- Written exercise -
Starting at the line that contains "Zoom in on skier." and ending at the end of the items, write every line out again, requests included, and shift each box coordinate in the answers up by 136.

- Available records -
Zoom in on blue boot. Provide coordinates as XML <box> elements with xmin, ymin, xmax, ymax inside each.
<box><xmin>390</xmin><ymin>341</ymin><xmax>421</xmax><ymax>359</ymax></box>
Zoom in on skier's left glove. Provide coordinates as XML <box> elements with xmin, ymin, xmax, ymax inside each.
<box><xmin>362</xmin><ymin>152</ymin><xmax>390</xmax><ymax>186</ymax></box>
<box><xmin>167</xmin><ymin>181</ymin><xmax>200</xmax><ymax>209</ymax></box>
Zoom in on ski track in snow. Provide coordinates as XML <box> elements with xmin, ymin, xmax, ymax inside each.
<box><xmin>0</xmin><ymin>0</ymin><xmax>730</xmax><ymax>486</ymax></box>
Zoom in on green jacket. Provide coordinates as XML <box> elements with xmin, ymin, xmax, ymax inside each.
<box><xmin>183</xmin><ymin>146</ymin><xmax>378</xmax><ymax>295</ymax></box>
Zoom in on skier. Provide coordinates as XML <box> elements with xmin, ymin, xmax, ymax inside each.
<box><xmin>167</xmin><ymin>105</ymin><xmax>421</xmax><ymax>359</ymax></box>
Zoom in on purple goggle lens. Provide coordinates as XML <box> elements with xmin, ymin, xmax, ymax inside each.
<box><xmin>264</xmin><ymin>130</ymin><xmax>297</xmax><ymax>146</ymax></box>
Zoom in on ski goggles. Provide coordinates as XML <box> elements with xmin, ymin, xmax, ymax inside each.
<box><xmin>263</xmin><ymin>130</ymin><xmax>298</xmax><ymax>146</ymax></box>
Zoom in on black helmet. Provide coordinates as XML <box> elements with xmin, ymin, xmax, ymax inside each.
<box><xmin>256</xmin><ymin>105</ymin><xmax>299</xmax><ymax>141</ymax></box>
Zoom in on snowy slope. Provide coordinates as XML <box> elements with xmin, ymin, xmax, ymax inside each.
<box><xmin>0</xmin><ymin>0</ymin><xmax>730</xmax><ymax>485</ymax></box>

- Final result -
Zoom in on skier. Provide coordinates as XML <box> elements with xmin, ymin, xmax, ymax inside each.
<box><xmin>303</xmin><ymin>241</ymin><xmax>557</xmax><ymax>495</ymax></box>
Zoom in on purple goggle lens. Provide coordinates as XML <box> elements with xmin, ymin, xmax, ymax inside each.
<box><xmin>400</xmin><ymin>266</ymin><xmax>433</xmax><ymax>282</ymax></box>
Zoom in on ski goggles. Provide coordinates as XML <box> elements with xmin, ymin, xmax, ymax inside each.
<box><xmin>399</xmin><ymin>266</ymin><xmax>434</xmax><ymax>282</ymax></box>
Zoom in on black helmet. Provide coordinates as XML <box> elements with xmin, ymin, xmax, ymax inside each.
<box><xmin>392</xmin><ymin>241</ymin><xmax>435</xmax><ymax>277</ymax></box>
Zoom in on snowy slope. Provide coordinates as XML <box> elements with xmin, ymin, xmax, ymax inside each.
<box><xmin>136</xmin><ymin>136</ymin><xmax>866</xmax><ymax>621</ymax></box>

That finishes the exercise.